Exercise:
Reproduce every one of the records below verbatim, keeping their order.

Material provided:
/---
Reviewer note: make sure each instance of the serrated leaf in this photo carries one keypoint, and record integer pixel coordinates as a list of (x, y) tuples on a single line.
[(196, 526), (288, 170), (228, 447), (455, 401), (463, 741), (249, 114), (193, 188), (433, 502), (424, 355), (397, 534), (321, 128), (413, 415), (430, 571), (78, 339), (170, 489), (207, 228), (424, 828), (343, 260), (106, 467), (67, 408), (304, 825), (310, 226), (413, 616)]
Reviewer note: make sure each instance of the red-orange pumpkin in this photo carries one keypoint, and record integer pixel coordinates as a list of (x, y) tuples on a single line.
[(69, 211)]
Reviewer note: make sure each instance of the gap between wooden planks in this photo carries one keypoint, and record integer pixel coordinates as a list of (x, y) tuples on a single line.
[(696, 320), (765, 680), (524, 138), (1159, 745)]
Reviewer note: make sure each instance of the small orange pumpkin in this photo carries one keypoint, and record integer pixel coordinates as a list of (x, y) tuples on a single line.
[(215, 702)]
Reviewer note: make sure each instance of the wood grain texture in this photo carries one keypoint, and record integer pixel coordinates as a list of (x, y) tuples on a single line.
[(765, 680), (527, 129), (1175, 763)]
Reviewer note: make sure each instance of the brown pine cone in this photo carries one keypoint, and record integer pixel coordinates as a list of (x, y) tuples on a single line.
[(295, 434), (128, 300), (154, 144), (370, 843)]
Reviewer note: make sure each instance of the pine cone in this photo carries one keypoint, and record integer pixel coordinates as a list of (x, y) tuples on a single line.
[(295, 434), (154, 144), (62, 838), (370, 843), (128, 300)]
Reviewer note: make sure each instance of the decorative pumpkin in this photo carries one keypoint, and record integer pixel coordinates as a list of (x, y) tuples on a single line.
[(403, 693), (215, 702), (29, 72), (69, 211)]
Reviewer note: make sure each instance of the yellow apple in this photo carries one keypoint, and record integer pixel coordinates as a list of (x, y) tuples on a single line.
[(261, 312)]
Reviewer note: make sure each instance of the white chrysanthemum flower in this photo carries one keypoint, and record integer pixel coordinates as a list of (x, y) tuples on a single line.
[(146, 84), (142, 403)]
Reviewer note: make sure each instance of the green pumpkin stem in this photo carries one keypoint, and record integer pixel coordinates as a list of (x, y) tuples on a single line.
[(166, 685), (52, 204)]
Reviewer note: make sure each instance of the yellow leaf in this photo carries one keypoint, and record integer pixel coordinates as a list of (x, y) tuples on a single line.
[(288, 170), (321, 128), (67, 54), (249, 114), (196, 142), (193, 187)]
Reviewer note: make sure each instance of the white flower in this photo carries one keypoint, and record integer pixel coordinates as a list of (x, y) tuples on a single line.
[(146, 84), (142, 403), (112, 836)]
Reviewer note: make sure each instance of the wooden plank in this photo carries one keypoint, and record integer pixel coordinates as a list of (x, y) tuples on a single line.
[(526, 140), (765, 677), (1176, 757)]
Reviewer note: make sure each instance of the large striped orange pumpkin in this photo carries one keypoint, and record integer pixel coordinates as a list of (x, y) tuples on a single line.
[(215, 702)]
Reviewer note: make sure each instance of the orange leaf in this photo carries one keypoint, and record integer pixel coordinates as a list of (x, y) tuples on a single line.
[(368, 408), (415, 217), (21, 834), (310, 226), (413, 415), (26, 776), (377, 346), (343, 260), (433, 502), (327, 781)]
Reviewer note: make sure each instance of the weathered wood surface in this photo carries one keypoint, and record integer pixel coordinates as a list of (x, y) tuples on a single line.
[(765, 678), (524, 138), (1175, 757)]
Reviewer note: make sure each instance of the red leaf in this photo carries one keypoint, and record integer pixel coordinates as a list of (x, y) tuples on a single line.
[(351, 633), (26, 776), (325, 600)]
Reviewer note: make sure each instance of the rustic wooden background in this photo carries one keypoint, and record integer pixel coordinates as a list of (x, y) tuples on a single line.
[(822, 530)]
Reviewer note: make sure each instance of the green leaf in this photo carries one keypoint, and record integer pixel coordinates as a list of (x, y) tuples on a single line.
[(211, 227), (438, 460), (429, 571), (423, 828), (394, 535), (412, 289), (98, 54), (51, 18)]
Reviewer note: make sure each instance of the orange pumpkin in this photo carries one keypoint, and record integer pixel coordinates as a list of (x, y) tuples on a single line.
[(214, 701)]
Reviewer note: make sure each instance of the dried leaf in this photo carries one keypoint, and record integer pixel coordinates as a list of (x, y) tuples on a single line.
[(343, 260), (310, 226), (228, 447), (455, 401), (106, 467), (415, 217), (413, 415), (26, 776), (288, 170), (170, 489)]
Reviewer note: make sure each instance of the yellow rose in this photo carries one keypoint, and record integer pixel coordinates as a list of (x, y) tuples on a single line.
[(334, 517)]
\---
Response to this task:
Reviewer note: make sure each instance of the serrated leaf in this photo carries one keypoint, and record integer pixel coordinates as a list of (x, y) tuples on a single line.
[(196, 526), (288, 170), (228, 447), (455, 401), (463, 741), (249, 114), (193, 188), (433, 502), (424, 355), (397, 534), (321, 128), (413, 415), (430, 571), (78, 339), (170, 489), (207, 228), (424, 828), (343, 260), (106, 467), (67, 408), (304, 825), (310, 226), (413, 616)]
Reviewer note: make sure each instance of the red-orange pumpkin in this photo carries one keypoint, and record integer pixel coordinates as a list of (x, y) tuples on a single line.
[(69, 211)]
Reviewer note: make sure each instance of the gap between wooden planks in this photo carries one keypoint, and record integer pixel coordinates as a list of (x, y) tuples on a single line.
[(696, 320), (765, 680), (524, 138), (1159, 745)]
Reviewer note: make sure each instance of the small orange pumpkin in this photo carries one keypoint, and record integer pixel coordinates as a list of (x, y) tuples on a single line.
[(215, 702)]
Reviewer note: make sure each instance of the wood grain texture in this photo carries one keypoint, and record integer pixel coordinates as a list of (x, y) tuples on a single line.
[(765, 680), (527, 129), (1175, 763)]
Reviewer note: make sure each instance of the brown pine cone in this photo carries one keypoint, and record integer pixel coordinates as a list of (x, y) tuples on a single line.
[(295, 434), (128, 300), (154, 144), (370, 843)]
Reviewer note: make sure each instance of the pine cone in this photo carries one keypoint, and record integer pixel coordinates as a list of (x, y) tuples on a single line.
[(295, 434), (154, 144), (62, 838), (370, 843), (128, 300)]
Reviewer note: make sure each instance of the decorative pumpkin in this photo carries one keypoint, and record integer pixel coordinates as a list of (x, y) tuples on a single line.
[(403, 693), (215, 702), (29, 72), (69, 211)]
Reviewer note: make sure each instance of the yellow apple in this photo carries one keypoint, and record integer pixel coordinates as a list of (x, y) tuples on a single line.
[(261, 312)]
Reviewer note: make sure each instance of the white chrysanthemum flower in this photo carries one keypoint, and record integer pixel coordinates as a list of (x, y) tuples on a single line.
[(146, 84), (142, 403)]
Reviewer note: make sure each instance of the green pumpkin stem in this photo carries one keypoint, and record integer pixel coordinates as a list of (x, y) tuples on a single line.
[(166, 685), (52, 204)]
Reviewer note: make sure each instance of the yellow leaf in this photo carries one keypoint, and record integer pixel coordinates as a list of (x, y) tuples on a single line.
[(288, 170), (321, 128), (67, 54), (249, 114), (196, 142), (193, 187)]
Reviewer note: make sure each instance of the white flower in this photo carries one keypoint, and record integer pixel coordinates as a list of (x, y) tuples on a single line.
[(146, 84), (142, 403), (112, 836)]
Reviewer note: make sure each instance of the wooden plank in this photo carries one keypoint, and record integer pixel coordinates as a list of (x, y) tuples on a single line.
[(526, 140), (765, 677), (1176, 757)]
Reviewer note: make sure each instance of the large striped orange pumpkin in this photo carries one keypoint, and record integer pixel coordinates as a list of (x, y) tuples on a single line.
[(215, 702)]
Reviewer note: make sure each instance of the orange leaf in this photo carries one keypoint, and record integer pixel coordinates as a list of (x, y) tuples on a single line.
[(368, 408), (415, 217), (21, 834), (310, 226), (413, 415), (26, 776), (377, 346), (343, 260), (433, 502), (327, 781)]
Reviewer note: make sure each instance of the weathered wood surface in this photo carries one keypoint, and record integer pixel coordinates as a list of (x, y) tuples on a single line.
[(765, 678), (524, 138), (1175, 757)]
Reviewer note: make sure each instance of the red leaf in this photo carries one keypoint, and record integer pixel coordinates as a list of (x, y) tuples on a single line.
[(351, 633), (26, 776), (325, 600)]
Reviewer note: make sure each instance of the rustic wooden background in this photo carries one keypoint, and record integer pixel coordinates as a list of (x, y) tuples on a single line.
[(822, 530)]
Reviewer note: make sure each instance of the green leaf in this photo carries one keypoint, and record integer pixel coordinates as a list of (x, y) tuples on a single line.
[(211, 227), (438, 460), (429, 571), (423, 828), (394, 535), (412, 289), (98, 54), (51, 18)]
Reviewer note: make sure each instance of the orange pumpkin in this photo carries one keypoint, and record integer pixel coordinates as a list of (x, y) tuples on a single line.
[(214, 701)]
Reviewer note: make sure each instance of the dried leaf in this photo carries one keypoint, and record integer pixel coordinates as a list of (x, y) tuples on a single line.
[(343, 260), (310, 226), (228, 447), (455, 401), (106, 467), (415, 217), (413, 415), (26, 776), (288, 170), (170, 489)]
Reviewer note: make sure each instance of the yellow rose in this photo carries one keypoint, and record integer pixel coordinates as a list of (x, y) tuples on a single line.
[(334, 517)]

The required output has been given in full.